Problem to work on: Quote everything from "When other manufacturers" down to "a ‘light-bulb moment’!" in the planned obsolescence article below, word for word.

Extract to read:
• • •

It’s probably cost you thousands of hard-earned dollars already. It’s in your dishwasher. It’s built into your car, your phone and even the chair you’re sitting on. Planned obsolescence…
If manufacturers made products with truly extended usable lives, they’d be out of business. Imagine a washing machine or a fridge that lasted 25 years.
How is that Kia upped the ante for all car manufacturers? First, they floored the opposition by offering an unheard-of five-year warranty.
When other manufacturers moved to catch up with first, three and then five-year warranties, Kia upped the ante again with seven-year bumper to bumper coverage!
But the critical issue here is what made the Kia warranty possible?
Better quality build and better quality parts. It’s that simple.
To gain market share – and they have, in every country the brand is sold, they simply reduced the level of planned obsolescence!
Other car makers couldn’t follow suit immediately because they had to rethink and re-jig their entire supply chain!
But where did this concept of planned obsolescence come from? Well someone actually had a ‘light-bulb moment’!
Blame It on the Humble Light-Bulb!

• • •

Dataset section:
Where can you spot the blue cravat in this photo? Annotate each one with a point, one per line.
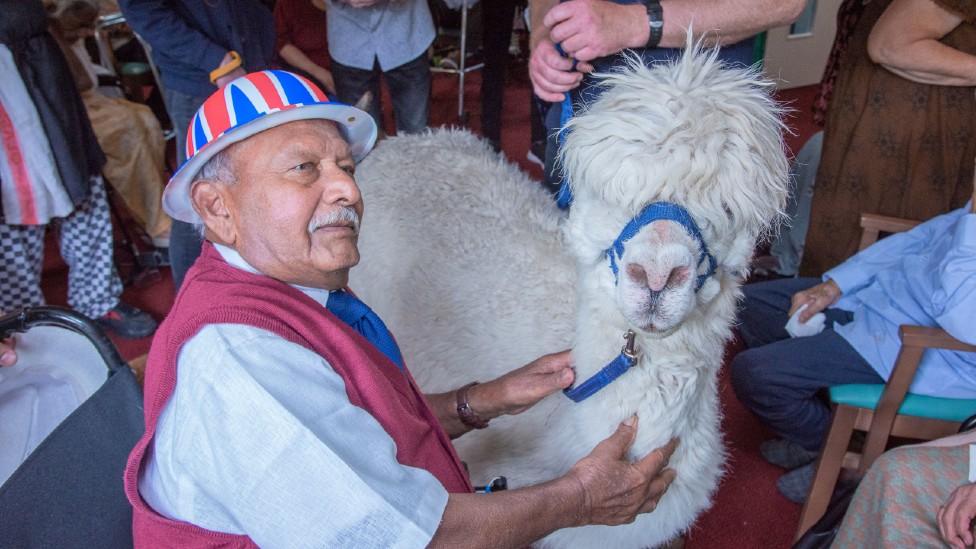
(349, 309)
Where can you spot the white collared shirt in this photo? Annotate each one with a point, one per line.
(259, 438)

• • •

Written solution:
When other manufacturers moved to catch up with first, three and then five-year warranties, Kia upped the ante again with seven-year bumper to bumper coverage!
But the critical issue here is what made the Kia warranty possible?
Better quality build and better quality parts. It’s that simple.
To gain market share – and they have, in every country the brand is sold, they simply reduced the level of planned obsolescence!
Other car makers couldn’t follow suit immediately because they had to rethink and re-jig their entire supply chain!
But where did this concept of planned obsolescence come from? Well someone actually had a ‘light-bulb moment’!